• _Task statement_
Each record should be retyped word for word.

• _Source data_
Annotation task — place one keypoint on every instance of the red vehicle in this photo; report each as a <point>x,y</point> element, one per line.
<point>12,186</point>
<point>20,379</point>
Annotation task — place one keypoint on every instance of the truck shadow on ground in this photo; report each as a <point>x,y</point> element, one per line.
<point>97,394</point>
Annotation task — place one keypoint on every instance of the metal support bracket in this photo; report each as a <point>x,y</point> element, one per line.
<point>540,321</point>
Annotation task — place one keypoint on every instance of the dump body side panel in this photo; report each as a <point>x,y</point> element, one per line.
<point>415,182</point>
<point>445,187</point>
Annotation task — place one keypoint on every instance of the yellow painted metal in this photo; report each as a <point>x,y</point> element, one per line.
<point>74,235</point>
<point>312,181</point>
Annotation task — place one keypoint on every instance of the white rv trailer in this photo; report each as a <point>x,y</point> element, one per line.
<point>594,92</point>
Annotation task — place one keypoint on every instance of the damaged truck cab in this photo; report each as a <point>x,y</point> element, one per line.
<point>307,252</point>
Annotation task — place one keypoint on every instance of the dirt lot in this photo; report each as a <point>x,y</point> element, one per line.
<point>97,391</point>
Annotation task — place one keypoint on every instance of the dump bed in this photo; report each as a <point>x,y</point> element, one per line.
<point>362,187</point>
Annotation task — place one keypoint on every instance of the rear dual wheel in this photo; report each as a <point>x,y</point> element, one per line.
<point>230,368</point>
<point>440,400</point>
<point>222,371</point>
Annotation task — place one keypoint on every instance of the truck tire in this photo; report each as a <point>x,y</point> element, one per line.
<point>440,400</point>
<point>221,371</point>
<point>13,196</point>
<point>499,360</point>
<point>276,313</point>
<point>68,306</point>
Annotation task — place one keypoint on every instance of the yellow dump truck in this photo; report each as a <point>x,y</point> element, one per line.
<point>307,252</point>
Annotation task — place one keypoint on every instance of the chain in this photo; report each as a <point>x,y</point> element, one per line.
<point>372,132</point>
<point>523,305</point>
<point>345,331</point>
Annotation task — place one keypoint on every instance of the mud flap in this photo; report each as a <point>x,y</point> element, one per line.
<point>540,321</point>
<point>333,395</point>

• _Answer space_
Annotation task — place one keypoint on every instance of the red vehicle in this photo; report each as a <point>x,y</point> element, one per line.
<point>12,186</point>
<point>20,379</point>
Annotation task — place one keypoint on every instance of the truck shadow on ground in this photo; report each as a <point>x,y</point> element, one per line.
<point>97,394</point>
Annotation task — place one keypoint on every instance of the metal support bracket in this photo; report each as a <point>x,y</point> element, one per line.
<point>540,321</point>
Annotation task — place one keypoint on every instance of the dump body side panel in this photo; report each as a <point>x,y</point> element, one per line.
<point>415,182</point>
<point>445,187</point>
Annotation task — place one keypoint on every instance of the yellow painted metal in this photo; report each as a <point>x,y</point> element, one per line.
<point>74,235</point>
<point>312,181</point>
Annotation task — place one keypoint on every instance of the white rv trailer in this photo; report each as a <point>x,y</point> element, one per line.
<point>594,92</point>
Annotation task — place one keypoint on every instance of the damaged truck cab in this photo; report each as a <point>x,y</point> element, one per line.
<point>307,252</point>
Annotation task — place one keypoint on every instance of the dirt lot in this photo; report each as a <point>x,y</point> element, one per line.
<point>97,391</point>
Annotation task — place one keypoint on every instance of the dump bed in this photo; report each as a <point>x,y</point> element, one per line.
<point>362,187</point>
Annotation task — place one keypoint on every instance of the rear dual wheel in this photo; report each as a <point>x,y</point> element, one per line.
<point>230,368</point>
<point>440,400</point>
<point>222,371</point>
Annotation task — place one keypoint on every instance of the truck tire in this photo; report each as a <point>x,y</point> element, one per line.
<point>440,400</point>
<point>221,371</point>
<point>13,196</point>
<point>499,360</point>
<point>276,313</point>
<point>68,306</point>
Annotation task — place one keypoint on every instance of the yellow dump truck in this photo; report each as a <point>x,y</point> element, one per line.
<point>307,252</point>
Annotation task — place one keypoint on every instance of the chain in this photo; report each as a <point>x,y</point> element, one per line.
<point>372,132</point>
<point>523,305</point>
<point>345,331</point>
Annotation task — place one keypoint on every instance of the mud flap in this photo; report each as a <point>x,y</point> element, one per line.
<point>540,321</point>
<point>333,395</point>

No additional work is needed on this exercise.